— Start of Extracted entries —

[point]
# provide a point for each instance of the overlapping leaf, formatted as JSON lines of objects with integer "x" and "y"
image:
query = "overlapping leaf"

— End of Extracted entries —
— Start of Extracted entries —

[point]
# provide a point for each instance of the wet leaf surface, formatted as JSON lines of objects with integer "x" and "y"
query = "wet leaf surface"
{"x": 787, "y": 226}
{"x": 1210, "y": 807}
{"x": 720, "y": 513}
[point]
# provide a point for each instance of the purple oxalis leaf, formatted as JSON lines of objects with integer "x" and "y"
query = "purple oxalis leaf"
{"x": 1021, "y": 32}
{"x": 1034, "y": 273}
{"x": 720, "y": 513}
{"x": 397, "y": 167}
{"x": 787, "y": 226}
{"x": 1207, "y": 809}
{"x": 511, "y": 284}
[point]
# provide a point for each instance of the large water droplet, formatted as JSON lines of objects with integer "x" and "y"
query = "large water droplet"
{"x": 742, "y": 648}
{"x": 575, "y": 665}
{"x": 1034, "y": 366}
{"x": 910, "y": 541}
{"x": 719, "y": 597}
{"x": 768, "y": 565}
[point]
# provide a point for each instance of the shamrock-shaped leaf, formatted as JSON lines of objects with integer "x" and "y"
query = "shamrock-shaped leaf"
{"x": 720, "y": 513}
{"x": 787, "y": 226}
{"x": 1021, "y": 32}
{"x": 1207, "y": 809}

— End of Extracted entries —

Objective>
Pull out each line of the material above that contains the string "lines". Matches are case-sensitive.

Response>
# provide a point for each instance of the overlapping leaf, formatted as JSON lines of objects with integer "x" and "y"
# provide a point for each instance of the wet leaf surface, formatted as JSON lines of objects with integer "x" and "y"
# provide a point for each instance of the purple oxalis leaf, formatted as JSON lines of objects with integer "x" and "y"
# provide a point for each instance of the large water droplet, formatted as JSON lines of objects with integer "x" and "y"
# provide a point for each instance of the shamrock-shaped leaf, formatted as JSON lines of objects with integer "x" and "y"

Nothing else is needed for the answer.